Repeat each entry below exactly as it stands.

(Beginning of SUPPLIED RECORDS)

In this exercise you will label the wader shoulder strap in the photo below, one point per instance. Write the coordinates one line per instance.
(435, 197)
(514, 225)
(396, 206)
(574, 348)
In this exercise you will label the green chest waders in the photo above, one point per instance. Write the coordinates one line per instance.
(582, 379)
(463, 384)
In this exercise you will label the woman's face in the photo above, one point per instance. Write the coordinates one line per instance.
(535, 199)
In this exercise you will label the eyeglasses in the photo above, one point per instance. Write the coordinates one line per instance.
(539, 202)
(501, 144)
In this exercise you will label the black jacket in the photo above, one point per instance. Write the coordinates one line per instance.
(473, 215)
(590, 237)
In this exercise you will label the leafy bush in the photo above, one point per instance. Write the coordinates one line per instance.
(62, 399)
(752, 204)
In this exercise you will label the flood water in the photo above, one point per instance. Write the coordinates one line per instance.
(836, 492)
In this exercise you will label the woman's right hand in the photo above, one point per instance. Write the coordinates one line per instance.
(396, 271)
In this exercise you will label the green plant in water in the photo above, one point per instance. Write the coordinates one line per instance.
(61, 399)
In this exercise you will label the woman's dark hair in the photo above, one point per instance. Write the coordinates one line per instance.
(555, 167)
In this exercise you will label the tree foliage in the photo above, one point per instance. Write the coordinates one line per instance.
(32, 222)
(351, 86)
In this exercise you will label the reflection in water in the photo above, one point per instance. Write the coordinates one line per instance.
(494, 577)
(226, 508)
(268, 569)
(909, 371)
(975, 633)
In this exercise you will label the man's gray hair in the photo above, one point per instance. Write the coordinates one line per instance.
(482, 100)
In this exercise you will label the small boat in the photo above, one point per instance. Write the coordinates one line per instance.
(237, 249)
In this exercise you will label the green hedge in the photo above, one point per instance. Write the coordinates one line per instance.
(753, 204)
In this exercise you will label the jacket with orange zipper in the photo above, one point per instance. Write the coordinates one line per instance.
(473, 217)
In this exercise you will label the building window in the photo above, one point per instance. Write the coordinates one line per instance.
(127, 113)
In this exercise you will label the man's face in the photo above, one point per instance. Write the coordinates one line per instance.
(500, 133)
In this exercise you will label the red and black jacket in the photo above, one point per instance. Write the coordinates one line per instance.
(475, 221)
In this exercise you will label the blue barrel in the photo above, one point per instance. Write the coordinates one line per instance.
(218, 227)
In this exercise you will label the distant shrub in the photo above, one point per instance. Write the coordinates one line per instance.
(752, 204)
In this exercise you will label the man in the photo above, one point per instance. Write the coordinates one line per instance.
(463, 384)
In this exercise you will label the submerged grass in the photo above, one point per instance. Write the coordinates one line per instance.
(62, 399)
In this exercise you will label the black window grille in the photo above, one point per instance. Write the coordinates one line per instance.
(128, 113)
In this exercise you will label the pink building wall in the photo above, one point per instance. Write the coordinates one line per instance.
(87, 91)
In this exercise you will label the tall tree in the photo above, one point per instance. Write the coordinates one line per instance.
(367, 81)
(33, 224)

(End of SUPPLIED RECORDS)

▶ SOLUTION TO THE PROBLEM
In this exercise you will label the wader shoulder strap in the photo below, one point per instance. Write the coordinates one line per instance.
(435, 197)
(514, 225)
(396, 206)
(574, 348)
In this exercise you will label the green chest waders in the photo above, one point per instance. Write the coordinates one line per instance.
(582, 379)
(463, 384)
In this exercise you will label the woman's face in the photo above, one point per instance. Write the coordinates one line per instance.
(535, 199)
In this exercise you will label the eyeglasses in the photo above, one point per instance. Write the coordinates one line per instance.
(539, 202)
(501, 144)
In this exercise you will label the black jacket in the photo above, one point per instance. Write the coordinates one line per instance.
(473, 215)
(590, 237)
In this exercise you will label the leafy bush in the photo above, one point per instance. Write the coordinates one line per instance.
(62, 399)
(752, 204)
In this exercise you will label the flood water in the photo above, one point per instance. Write the coordinates one line per instance.
(836, 492)
In this exercise you will label the woman's right hand in the photo above, one point per instance. Write the coordinates one line per instance.
(396, 271)
In this exercise you will label the green plant in water in the photo above, one point per instance. Write the coordinates one line per instance.
(61, 399)
In this exercise you will label the woman's dark hair in the photo above, one point per instance. Write the coordinates one line per instance.
(555, 167)
In this exercise you will label the tree foliage in the photo above, one point per instance. Write the coordinates one line per instance.
(32, 222)
(351, 86)
In this exercise you will label the reflection in water in the photo above, one point per instance. Write the coordinates one line per instance.
(494, 577)
(226, 508)
(268, 569)
(909, 371)
(975, 633)
In this exercise you will label the man's gray hair in the photo above, one point per instance. Write the coordinates one line per instance.
(482, 100)
In this exercise you will label the small boat in the photo above, one point per instance. Write the coordinates one line per instance.
(237, 249)
In this exercise you will label the green hedge in the photo above, one point per instance. Write the coordinates one line per instance.
(753, 204)
In this exercise you will label the jacket with orange zipper in the photo above, one point per instance. Write the coordinates one line per instance.
(473, 217)
In this exercise you will label the building window in the photo above, one point per instance. Write the coordinates one line per instance.
(127, 113)
In this exercise you will label the man's face in the photo above, one point per instance. Write the coordinates one line per instance.
(500, 133)
In this exercise you will label the red and black jacket in the photo above, one point per instance. Write the coordinates one line per instance.
(475, 221)
In this exercise you will label the blue barrel in the photo above, one point per instance. Write the coordinates one line per instance.
(218, 227)
In this exercise you will label the distant shrub in the photo above, one point per instance. Write the coordinates one line per instance.
(752, 204)
In this exercise you will label the man in the photo above, one point per instance. Write the coordinates one line per instance.
(463, 384)
In this exercise you will label the submerged grass in the photo above, one point per instance. Write the coordinates one line per instance.
(62, 399)
In this exercise you will label the black window grille in the photo above, one point per instance. Write the coordinates one line per instance.
(128, 113)
In this exercise you will label the pink building wall in the photo above, one point per instance. Write the coordinates one line per instance.
(87, 91)
In this exercise you will label the tall tree in the photo above, one point per instance. Write the coordinates one line per instance.
(367, 81)
(33, 224)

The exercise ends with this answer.